Segmentation mask data

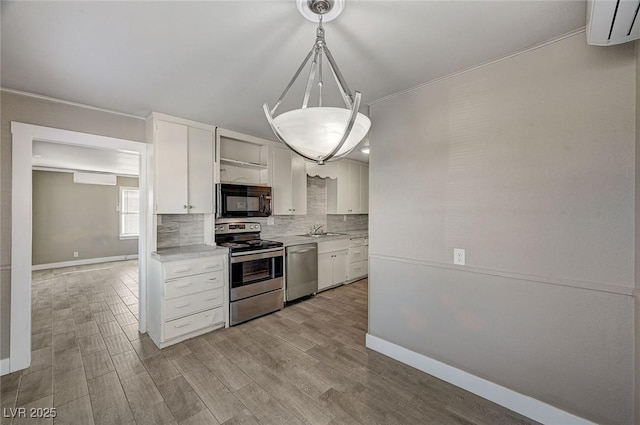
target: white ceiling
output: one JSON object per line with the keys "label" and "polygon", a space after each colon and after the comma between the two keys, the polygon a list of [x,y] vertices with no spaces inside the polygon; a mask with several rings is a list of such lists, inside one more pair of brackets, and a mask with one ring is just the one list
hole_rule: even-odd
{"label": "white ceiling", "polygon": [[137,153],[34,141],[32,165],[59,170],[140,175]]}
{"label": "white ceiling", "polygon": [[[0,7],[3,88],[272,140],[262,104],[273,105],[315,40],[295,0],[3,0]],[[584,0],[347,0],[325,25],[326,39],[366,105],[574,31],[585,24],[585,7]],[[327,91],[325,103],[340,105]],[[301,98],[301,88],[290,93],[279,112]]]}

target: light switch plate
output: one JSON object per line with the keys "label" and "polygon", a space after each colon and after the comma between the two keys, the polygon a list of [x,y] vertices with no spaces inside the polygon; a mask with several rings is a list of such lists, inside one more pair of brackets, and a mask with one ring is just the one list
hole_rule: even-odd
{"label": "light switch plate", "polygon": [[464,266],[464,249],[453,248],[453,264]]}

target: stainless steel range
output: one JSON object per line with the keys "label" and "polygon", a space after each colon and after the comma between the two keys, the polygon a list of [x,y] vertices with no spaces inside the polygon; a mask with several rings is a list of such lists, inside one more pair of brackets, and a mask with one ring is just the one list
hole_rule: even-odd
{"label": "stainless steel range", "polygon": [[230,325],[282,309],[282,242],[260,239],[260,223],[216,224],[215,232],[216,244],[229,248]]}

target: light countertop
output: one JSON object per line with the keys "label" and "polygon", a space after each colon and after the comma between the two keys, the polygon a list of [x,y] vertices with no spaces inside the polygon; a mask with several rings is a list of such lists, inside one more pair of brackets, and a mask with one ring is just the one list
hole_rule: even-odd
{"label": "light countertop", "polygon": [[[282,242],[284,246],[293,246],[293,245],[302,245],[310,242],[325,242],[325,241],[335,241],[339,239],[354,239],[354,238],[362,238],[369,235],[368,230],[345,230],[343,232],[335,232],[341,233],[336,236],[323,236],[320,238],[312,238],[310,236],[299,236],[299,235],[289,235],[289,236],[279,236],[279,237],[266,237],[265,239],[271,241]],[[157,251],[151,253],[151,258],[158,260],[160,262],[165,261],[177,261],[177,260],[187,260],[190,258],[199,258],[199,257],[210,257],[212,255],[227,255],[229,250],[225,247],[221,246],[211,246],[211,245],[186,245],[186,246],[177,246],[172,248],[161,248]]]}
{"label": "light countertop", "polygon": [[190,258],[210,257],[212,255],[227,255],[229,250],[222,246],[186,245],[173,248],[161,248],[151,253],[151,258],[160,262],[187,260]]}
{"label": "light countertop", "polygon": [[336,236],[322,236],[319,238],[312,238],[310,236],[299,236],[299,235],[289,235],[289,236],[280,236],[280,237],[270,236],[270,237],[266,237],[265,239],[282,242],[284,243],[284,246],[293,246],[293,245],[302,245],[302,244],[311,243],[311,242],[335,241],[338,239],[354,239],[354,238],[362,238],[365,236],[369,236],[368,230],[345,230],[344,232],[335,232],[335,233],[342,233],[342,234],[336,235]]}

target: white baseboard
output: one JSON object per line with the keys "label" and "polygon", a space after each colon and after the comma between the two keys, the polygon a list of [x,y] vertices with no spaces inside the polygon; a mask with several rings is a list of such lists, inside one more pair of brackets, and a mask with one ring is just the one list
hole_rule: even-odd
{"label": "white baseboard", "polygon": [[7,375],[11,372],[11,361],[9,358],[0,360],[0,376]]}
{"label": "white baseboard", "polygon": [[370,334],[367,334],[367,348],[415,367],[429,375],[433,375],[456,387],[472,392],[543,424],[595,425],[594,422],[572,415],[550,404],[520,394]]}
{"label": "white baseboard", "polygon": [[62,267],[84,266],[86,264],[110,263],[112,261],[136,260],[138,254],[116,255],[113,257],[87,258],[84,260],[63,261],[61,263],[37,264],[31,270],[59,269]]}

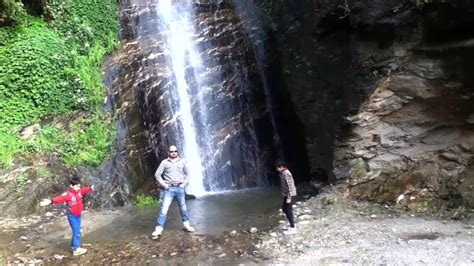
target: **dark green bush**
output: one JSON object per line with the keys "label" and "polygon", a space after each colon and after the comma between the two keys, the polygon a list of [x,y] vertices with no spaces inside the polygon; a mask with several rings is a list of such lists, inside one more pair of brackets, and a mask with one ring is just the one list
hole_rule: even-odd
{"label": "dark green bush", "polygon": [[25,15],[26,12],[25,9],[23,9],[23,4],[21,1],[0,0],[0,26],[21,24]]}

...

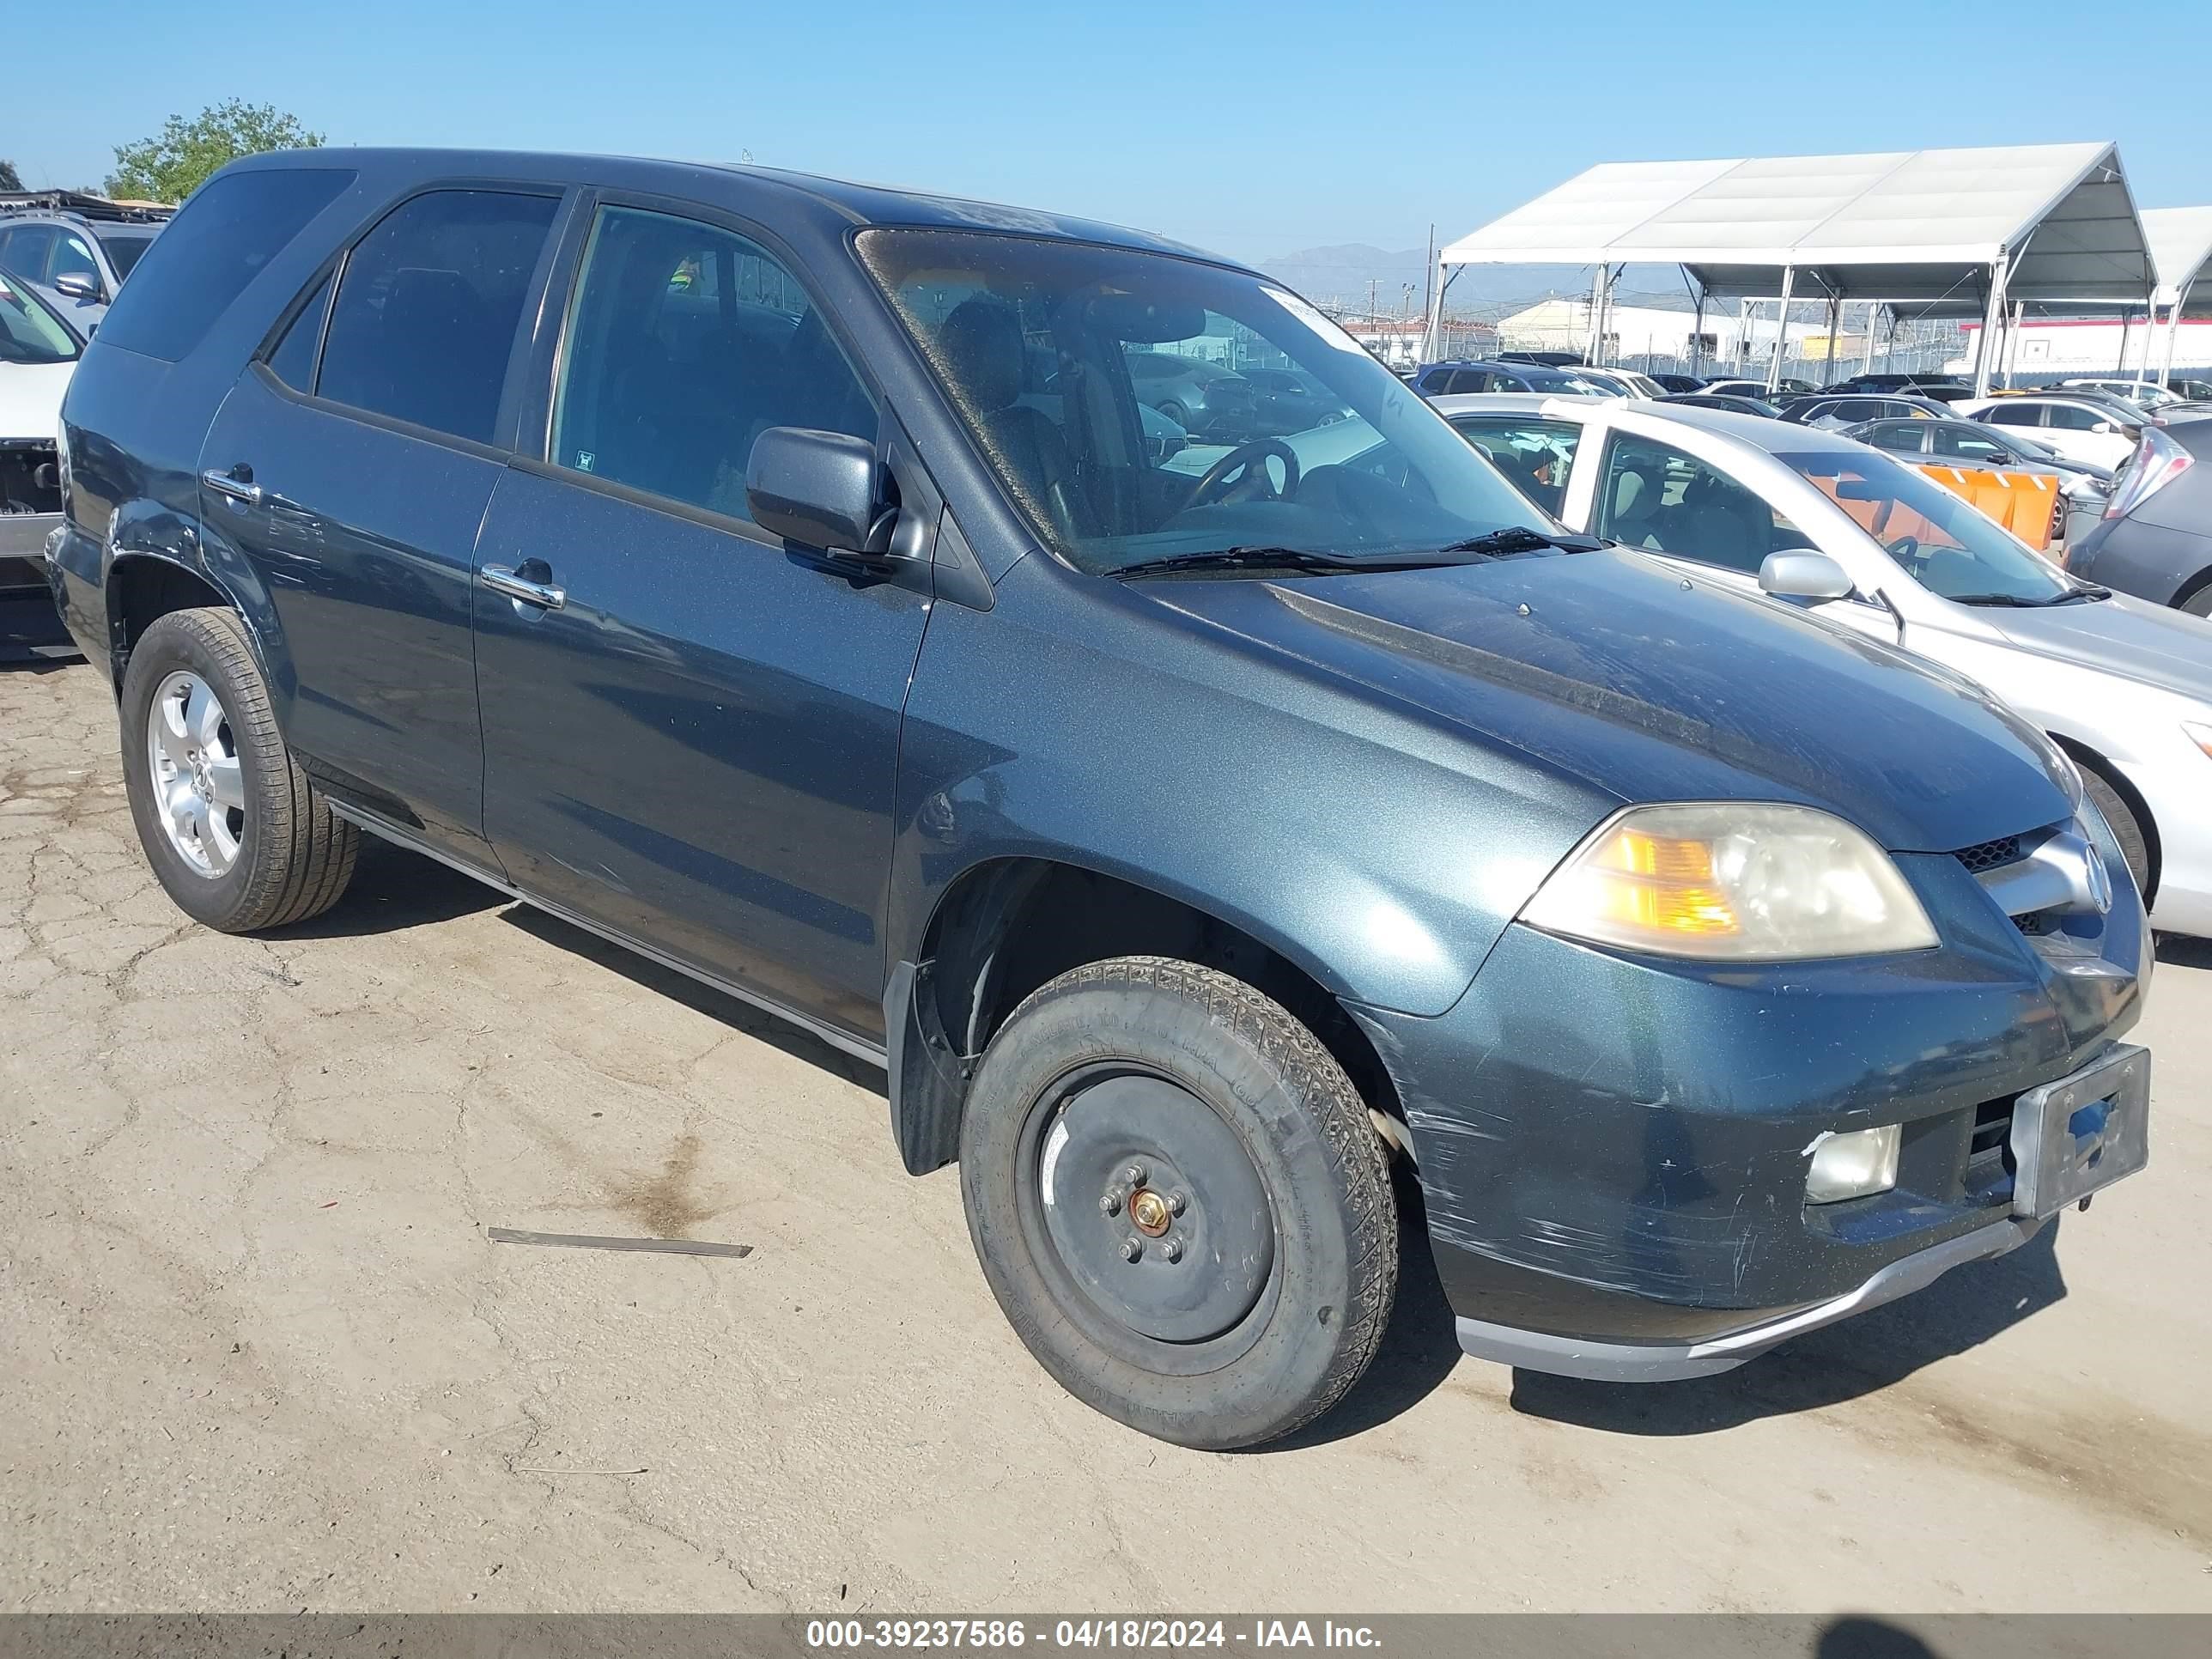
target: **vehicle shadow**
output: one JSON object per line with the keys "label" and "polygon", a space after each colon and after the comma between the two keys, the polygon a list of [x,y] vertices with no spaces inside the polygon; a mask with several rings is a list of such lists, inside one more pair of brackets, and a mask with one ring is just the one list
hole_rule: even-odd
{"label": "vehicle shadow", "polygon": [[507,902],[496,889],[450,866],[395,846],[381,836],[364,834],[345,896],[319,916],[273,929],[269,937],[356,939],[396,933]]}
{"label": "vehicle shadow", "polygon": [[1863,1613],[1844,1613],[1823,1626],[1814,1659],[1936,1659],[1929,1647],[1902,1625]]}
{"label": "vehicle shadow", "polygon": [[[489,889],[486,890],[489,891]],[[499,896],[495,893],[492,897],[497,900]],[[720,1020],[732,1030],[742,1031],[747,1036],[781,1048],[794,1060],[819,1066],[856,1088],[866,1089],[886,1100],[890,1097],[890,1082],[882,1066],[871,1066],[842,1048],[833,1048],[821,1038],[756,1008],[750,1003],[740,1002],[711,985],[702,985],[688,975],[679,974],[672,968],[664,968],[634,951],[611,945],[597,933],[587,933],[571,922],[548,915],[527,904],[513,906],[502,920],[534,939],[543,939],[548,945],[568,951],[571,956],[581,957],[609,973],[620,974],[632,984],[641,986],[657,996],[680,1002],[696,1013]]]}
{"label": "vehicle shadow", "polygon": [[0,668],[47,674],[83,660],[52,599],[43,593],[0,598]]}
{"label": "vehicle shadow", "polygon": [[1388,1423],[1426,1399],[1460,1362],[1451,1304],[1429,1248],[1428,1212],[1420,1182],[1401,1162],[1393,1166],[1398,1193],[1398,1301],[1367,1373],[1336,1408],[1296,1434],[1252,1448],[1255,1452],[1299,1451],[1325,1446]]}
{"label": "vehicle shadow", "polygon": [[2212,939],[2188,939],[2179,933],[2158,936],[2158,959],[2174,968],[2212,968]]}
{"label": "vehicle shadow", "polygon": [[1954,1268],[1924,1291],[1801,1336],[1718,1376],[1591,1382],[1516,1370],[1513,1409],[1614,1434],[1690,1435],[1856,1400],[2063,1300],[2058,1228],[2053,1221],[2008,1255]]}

---

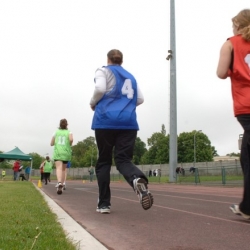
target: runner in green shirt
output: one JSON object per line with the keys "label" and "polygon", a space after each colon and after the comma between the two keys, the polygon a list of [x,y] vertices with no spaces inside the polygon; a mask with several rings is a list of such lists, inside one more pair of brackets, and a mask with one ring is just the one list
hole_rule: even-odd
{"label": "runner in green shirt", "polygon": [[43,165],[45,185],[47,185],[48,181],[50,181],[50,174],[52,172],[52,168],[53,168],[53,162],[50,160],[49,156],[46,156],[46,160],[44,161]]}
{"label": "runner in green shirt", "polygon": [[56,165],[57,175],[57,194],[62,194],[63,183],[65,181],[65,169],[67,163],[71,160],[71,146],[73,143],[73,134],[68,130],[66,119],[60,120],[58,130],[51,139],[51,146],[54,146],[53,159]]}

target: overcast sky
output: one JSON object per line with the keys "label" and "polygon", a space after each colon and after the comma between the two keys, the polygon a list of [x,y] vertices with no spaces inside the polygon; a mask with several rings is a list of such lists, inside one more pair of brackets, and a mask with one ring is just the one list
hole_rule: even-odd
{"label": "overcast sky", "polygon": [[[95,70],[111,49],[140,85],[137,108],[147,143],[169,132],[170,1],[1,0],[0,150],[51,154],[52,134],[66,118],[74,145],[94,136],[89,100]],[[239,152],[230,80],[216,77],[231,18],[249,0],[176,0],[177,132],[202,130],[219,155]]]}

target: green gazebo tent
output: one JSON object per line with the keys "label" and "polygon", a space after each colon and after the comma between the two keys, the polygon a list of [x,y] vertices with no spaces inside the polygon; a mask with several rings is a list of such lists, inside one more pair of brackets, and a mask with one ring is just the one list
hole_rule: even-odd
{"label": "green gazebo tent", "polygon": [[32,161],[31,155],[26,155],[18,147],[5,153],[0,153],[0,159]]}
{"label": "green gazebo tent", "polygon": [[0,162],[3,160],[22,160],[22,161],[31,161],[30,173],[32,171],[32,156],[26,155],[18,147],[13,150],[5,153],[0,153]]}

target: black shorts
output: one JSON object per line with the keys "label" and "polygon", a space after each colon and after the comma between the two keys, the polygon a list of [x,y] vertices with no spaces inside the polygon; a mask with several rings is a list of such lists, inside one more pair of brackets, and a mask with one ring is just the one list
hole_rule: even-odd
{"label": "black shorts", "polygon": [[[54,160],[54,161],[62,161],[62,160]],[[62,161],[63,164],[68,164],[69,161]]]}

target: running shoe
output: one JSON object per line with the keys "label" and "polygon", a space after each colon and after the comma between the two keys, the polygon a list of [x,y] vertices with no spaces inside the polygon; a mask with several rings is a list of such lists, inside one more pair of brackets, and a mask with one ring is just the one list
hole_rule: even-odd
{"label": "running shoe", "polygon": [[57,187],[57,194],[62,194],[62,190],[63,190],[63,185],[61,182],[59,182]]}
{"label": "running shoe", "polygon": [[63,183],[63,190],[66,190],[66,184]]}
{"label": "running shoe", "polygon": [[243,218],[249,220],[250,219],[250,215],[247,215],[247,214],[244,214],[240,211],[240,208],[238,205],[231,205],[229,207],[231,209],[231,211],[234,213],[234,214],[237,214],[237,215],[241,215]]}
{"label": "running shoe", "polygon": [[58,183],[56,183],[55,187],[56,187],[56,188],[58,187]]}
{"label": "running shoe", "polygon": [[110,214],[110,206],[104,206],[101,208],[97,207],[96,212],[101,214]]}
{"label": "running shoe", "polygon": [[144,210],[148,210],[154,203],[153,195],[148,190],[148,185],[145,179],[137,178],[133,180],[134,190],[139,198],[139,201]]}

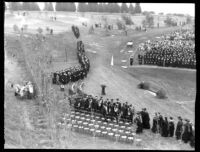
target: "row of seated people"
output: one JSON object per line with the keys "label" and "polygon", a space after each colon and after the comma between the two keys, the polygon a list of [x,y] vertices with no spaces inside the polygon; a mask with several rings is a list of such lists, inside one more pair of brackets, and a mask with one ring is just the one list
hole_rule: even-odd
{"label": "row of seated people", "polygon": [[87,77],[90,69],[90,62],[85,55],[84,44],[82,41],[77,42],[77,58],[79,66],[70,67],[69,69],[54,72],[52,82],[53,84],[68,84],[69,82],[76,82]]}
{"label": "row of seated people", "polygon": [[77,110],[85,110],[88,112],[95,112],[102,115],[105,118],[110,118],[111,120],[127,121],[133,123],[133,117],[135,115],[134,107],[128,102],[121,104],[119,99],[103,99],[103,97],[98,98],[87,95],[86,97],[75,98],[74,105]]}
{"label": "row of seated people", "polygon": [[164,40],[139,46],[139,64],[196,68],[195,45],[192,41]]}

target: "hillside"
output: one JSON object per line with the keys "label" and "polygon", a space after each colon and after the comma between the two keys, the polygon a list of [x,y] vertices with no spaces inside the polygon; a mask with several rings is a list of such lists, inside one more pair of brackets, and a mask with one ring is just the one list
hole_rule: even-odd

▶ What you need to do: From the records above, print only the lines between the one holding "target: white ceiling" and the one holding "target: light switch plate", inclusive, exactly as they stand.

▶ Solved exercise:
target: white ceiling
output: one JSON object per line with the keys "label" and "polygon", a space after each colon and after the comma between the two keys, the polygon a list of [x,y] vertices with no spaces inside the polygon; a mask with several rings is a list of such lists, inside one more pair of brackets, and a mask with one ring is just the one list
hole_rule: even-odd
{"label": "white ceiling", "polygon": [[137,153],[34,141],[32,165],[59,170],[140,175]]}
{"label": "white ceiling", "polygon": [[[0,7],[3,88],[272,140],[262,104],[273,105],[315,40],[295,0],[3,0]],[[584,0],[347,0],[325,25],[326,39],[366,105],[574,31],[585,24],[585,7]],[[327,91],[325,103],[340,105]],[[301,98],[301,88],[290,93],[279,112]]]}

target: light switch plate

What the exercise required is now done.